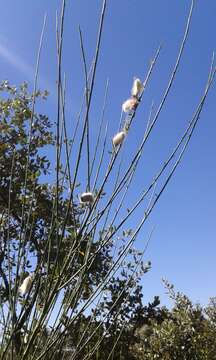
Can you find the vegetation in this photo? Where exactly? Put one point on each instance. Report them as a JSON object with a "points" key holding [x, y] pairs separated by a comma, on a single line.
{"points": [[70, 274]]}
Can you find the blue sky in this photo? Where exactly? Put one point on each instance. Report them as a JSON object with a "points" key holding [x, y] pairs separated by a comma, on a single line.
{"points": [[184, 243]]}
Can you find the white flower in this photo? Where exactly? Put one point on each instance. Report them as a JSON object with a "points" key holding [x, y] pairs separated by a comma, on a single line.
{"points": [[119, 138], [25, 287], [87, 197], [130, 104], [137, 87]]}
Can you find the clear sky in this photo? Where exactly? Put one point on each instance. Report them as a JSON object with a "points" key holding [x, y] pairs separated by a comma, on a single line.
{"points": [[183, 247]]}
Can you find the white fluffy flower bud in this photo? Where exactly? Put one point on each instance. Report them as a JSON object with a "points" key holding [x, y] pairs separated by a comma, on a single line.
{"points": [[130, 104]]}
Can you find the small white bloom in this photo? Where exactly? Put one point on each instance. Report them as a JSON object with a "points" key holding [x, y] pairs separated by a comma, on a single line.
{"points": [[137, 87], [25, 287], [130, 104], [119, 138], [87, 197]]}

Directions for this task. Would it be possible to print the records above verbatim, pictures omitted?

Solution to this problem.
Can you find the vegetation in this photo? Where exactly? Put one point on each instance. Report them as a JSON object with a "points" key holding [x, y] pairs separated by a comma, on a single line.
{"points": [[70, 274]]}
Can you find the blue sky in this photo? Where exactly? Put one point on each instance. Report them as a JSON object with a "points" key holding [x, y] pairs separated by a comma, on a single line.
{"points": [[184, 243]]}
Can you find the white flower in this photo? Where exactly? Put one point on each instance. Report them as a JSON object with a "points" key holding [x, y] pairs separated by a comma, on a single line.
{"points": [[119, 138], [25, 287], [87, 197], [130, 104], [137, 87]]}
Can you find the clear sky in this photo? Where exactly? Put one point on each instance. Report them as a JSON object with a "points" key holding [x, y] pairs separated by a comma, on a single line.
{"points": [[183, 247]]}
Can you find the white fluffy flower bud in this photo? Where exactly? Put one point on each instance. Report them as a JSON object with a "points" key holding [x, y] pairs separated by a comma, on a single line.
{"points": [[130, 104]]}
Can you find the small white bloom in this photo? Where exactly? Put one point on each instance. Report them as a JSON object with a "points" key holding [x, y] pairs separated by a comma, on a single line.
{"points": [[137, 87], [25, 287], [130, 104], [119, 138], [87, 197]]}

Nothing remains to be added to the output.